- Opening Delimiter -
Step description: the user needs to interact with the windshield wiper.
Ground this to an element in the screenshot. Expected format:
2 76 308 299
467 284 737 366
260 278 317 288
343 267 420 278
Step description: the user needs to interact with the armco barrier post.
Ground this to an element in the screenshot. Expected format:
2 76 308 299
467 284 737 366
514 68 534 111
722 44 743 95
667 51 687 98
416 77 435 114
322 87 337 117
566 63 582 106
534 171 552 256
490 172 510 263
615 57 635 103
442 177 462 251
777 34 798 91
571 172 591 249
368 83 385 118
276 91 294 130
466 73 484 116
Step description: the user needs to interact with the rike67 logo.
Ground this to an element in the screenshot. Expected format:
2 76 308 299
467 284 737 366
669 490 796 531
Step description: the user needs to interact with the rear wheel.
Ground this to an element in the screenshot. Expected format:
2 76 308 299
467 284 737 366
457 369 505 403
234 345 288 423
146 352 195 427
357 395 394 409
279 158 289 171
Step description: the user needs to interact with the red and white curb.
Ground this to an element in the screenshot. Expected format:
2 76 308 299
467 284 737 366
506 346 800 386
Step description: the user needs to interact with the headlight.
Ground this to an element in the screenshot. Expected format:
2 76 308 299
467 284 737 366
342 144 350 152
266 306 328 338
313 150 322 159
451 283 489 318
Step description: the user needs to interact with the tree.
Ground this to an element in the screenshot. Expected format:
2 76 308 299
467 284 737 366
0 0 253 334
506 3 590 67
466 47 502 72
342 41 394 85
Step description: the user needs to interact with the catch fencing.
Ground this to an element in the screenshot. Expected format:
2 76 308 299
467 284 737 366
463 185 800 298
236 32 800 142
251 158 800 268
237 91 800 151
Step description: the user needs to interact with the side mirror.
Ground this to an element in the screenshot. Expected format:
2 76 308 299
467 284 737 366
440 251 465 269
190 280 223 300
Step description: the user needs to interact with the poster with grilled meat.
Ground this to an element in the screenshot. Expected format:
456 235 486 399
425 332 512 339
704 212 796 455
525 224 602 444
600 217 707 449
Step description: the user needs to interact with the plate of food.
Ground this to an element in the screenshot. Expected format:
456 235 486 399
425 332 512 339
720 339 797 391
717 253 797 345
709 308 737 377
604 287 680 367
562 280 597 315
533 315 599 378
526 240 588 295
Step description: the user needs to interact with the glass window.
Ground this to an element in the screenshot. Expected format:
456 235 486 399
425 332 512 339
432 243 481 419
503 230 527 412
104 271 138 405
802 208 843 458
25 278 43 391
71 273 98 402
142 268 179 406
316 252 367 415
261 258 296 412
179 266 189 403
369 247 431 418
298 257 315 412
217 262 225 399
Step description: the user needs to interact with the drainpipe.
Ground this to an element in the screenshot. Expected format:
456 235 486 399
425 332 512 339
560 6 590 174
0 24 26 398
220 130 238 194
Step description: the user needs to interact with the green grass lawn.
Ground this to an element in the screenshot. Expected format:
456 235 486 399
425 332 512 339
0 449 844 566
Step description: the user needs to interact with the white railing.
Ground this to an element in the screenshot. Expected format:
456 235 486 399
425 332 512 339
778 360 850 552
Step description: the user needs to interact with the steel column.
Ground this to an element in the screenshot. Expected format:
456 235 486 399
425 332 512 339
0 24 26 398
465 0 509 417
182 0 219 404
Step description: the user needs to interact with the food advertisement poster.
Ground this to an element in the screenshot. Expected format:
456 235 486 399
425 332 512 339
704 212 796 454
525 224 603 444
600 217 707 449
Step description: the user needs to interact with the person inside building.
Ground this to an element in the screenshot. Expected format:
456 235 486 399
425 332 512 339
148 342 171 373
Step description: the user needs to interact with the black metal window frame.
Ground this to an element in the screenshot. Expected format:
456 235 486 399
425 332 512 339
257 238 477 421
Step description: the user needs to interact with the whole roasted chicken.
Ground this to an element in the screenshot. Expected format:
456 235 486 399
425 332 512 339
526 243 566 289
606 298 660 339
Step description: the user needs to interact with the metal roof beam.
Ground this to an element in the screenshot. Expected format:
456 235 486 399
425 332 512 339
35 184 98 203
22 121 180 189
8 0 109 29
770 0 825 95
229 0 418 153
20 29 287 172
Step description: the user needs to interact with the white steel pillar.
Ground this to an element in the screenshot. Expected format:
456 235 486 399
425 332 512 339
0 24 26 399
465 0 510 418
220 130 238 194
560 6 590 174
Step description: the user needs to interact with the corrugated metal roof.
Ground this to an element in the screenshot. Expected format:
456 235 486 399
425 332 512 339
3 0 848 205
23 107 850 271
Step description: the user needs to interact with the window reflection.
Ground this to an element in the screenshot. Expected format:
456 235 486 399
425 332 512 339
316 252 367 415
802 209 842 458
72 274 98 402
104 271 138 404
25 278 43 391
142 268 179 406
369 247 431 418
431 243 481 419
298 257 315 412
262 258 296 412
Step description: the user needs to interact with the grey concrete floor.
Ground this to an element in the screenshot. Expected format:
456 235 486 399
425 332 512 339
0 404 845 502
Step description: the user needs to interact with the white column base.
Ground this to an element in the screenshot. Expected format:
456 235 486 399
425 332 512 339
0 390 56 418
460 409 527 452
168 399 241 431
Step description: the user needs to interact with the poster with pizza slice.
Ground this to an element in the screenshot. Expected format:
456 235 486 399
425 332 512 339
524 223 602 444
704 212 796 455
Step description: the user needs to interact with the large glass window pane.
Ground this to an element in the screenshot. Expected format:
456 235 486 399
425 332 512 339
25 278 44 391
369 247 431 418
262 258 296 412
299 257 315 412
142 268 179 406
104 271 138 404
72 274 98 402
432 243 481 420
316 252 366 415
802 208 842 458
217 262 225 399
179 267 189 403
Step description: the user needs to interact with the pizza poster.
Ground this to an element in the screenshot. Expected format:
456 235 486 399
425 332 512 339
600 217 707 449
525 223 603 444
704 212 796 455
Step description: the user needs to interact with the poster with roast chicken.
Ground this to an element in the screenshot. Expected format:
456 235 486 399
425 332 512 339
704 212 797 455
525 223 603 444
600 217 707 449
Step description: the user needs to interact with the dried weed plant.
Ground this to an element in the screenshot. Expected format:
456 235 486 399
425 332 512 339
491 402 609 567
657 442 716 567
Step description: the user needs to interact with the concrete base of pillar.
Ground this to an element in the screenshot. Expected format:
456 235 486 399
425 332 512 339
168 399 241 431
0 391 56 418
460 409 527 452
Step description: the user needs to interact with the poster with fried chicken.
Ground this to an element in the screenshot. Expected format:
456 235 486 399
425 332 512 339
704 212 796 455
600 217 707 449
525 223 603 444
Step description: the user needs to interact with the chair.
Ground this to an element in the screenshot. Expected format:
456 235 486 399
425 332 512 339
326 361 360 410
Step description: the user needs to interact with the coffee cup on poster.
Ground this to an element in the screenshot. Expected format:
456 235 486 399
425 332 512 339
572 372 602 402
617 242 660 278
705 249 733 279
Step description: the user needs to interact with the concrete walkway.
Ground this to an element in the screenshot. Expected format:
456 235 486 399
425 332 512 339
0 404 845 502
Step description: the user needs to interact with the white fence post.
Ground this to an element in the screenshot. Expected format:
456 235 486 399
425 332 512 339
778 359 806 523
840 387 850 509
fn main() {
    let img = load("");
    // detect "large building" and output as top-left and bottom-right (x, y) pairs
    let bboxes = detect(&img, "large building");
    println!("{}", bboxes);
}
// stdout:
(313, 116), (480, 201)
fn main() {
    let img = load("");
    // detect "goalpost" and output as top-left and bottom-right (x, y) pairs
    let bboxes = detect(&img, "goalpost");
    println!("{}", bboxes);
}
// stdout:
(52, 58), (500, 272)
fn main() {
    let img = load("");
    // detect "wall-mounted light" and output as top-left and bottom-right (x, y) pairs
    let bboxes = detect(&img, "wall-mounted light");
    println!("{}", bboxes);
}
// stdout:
- Closing Delimiter -
● WHAT THIS TASK INVOLVES
Your answer should be every line from the material above in which the word "base" appears.

● SOLUTION FOR THIS EXERCISE
Step description: the user needs to interact with the white column base.
Step description: the user needs to interact with the concrete base of pillar.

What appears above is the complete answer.